> [Excerpt]:
Open MPI logo

Open MPI Development Mailing List Archives

  |   Home   |   Support   |   FAQ   |   all Development mailing list

Subject: Re: [OMPI devel] dropping a pls module into an Open MPI build
From: Dean Dauger, Ph. D. (d_at_[hidden])
Date: 2008-01-24 12:54:14


> I'm sorry, but now I am totally confused. Are you saying that you
> are having
> problems with the default rsh component in the distributed 1.2.3
> code??

Yes ...

> Or are you having a problem with your customized version?

and yes. Each exhibited the same problem, a bus error.

> What compiler are you using? If it's your customized version, did
> you make sure to change the
> names of the data structures and modules as I pointed out?

gcc 4.0.1, the default of Leopard. Yes, in the customized version, I
did change the names of the data structures, subroutines, support
file names, and where it says "rsh" just like you said.

> We regularly work on Macs, both PPC and Intel based (I develop and
> test on
> both every day), and I have -never- seen this problem in our code
> base.
> Hence my confusion.

I'm sorry to confuse. I'm starting with the shipping Mac OS X 10.5.1
"Leopard", which contains its own build of Open MPI (v1.2.3 according
to "orterun -version"). So I assumed that the v1.2.3 branch from
svn.open-mpi.org was the same code Apple used to build the Open MPI
that ships in Leopard.

My motivation was to build a new pls module based on pls_rsh module's
source code, substituting the rsh with my own name like you said, but
I encountered a bus error. So to be sure I didn't screw up somewhere
in my custom module I rebuilt the unmodified pls_rsh module and
discovered the same problem.

> [Information given]:
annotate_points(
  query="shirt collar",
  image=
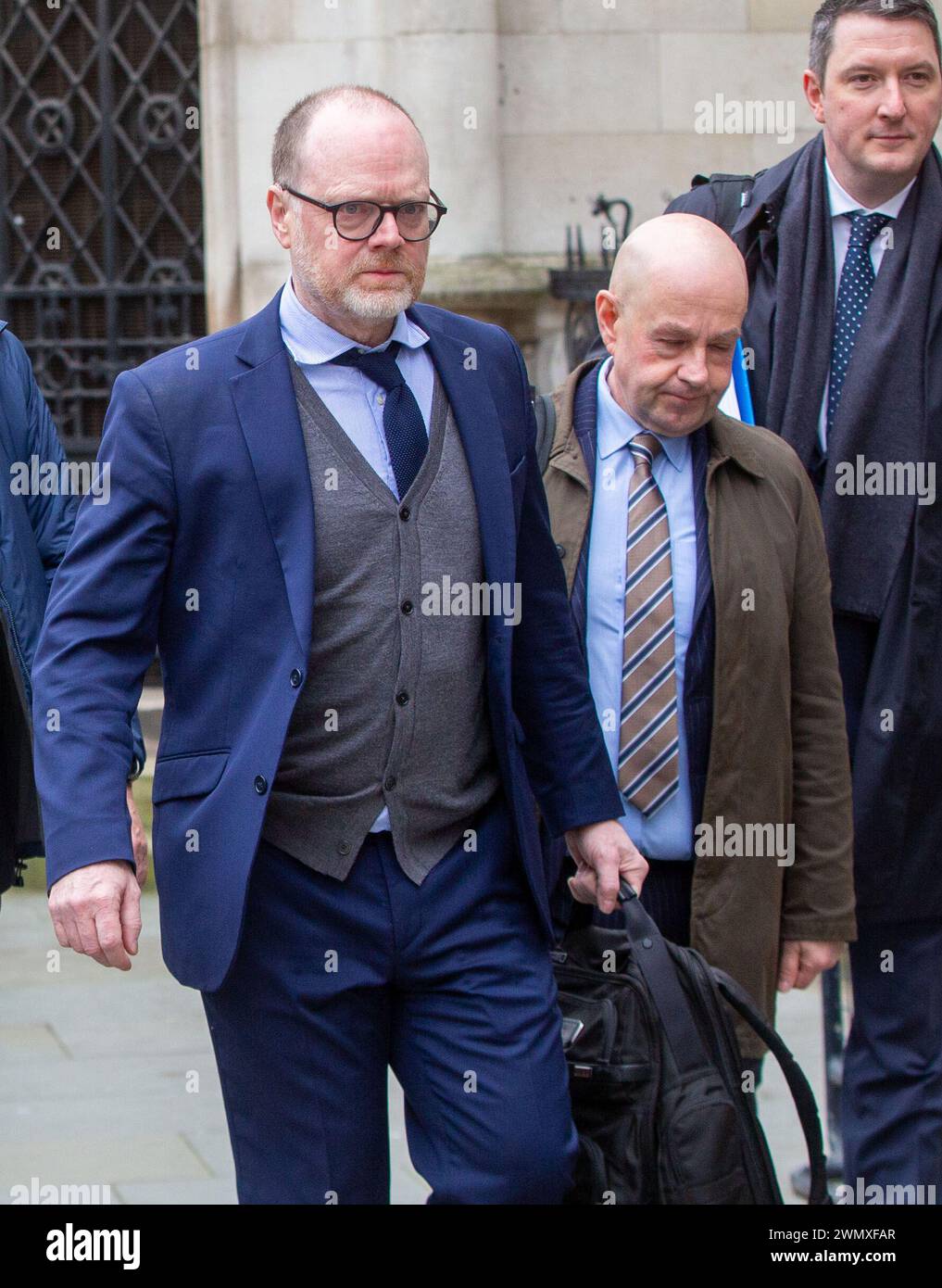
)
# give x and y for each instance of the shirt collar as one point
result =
* * *
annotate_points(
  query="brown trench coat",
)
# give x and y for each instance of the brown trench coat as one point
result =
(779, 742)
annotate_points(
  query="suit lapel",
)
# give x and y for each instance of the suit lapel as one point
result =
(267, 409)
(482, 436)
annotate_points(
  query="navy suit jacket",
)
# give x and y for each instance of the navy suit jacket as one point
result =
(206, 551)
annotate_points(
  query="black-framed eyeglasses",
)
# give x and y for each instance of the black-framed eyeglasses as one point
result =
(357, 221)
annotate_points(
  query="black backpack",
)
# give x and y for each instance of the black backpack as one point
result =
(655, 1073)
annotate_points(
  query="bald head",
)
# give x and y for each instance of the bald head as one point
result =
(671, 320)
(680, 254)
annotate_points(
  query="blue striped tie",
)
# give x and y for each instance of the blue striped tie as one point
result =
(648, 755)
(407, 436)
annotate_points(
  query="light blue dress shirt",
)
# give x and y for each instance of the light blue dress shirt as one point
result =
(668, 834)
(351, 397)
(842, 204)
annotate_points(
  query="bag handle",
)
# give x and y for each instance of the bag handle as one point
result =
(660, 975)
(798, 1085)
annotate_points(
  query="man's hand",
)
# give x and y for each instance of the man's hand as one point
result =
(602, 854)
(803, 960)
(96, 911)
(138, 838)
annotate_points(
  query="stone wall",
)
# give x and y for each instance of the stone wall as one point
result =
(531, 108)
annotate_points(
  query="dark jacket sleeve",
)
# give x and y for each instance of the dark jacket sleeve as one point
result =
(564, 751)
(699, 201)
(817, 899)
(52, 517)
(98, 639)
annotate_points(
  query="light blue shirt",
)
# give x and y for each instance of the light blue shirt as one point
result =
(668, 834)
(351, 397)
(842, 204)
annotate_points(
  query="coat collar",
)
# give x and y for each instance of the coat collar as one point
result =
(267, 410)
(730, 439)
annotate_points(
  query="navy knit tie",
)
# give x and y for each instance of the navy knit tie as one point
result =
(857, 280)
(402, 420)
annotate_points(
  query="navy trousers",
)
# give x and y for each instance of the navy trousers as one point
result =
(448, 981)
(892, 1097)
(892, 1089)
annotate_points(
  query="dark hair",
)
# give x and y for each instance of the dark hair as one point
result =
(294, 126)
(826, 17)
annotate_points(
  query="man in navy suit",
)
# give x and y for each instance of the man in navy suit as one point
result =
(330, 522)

> [Problem A]: Using only the mailing list reply above the rows, decide whether each statement agrees with it: (i) the writer compiled with gcc 4.0.1; (ii) the unmodified pls_rsh module built by the writer ran without errors; (iii) the Open MPI build shipped in Leopard is version 1.3. Answer yes or no for each and quote the words that decide it.
> [Problem B]: From the mailing list reply, write out the part that opens with the words containing "Date: 2008-01-24 12:54:14" and closes with "problem, a bus error.".

> [Expected answer A]:
(i) Yes: "gcc 4.0.1, the default of Leopard."
(ii) No: "I rebuilt the unmodified pls_rsh module and discovered the same problem."
(iii) No: "its own build of Open MPI (v1.2.3"

> [Expected answer B]:
Date: 2008-01-24 12:54:14


> I'm sorry, but now I am totally confused. Are you saying that you
> are having
> problems with the default rsh component in the distributed 1.2.3
> code??

Yes ...

> Or are you having a problem with your customized version?

and yes. Each exhibited the same problem, a bus error.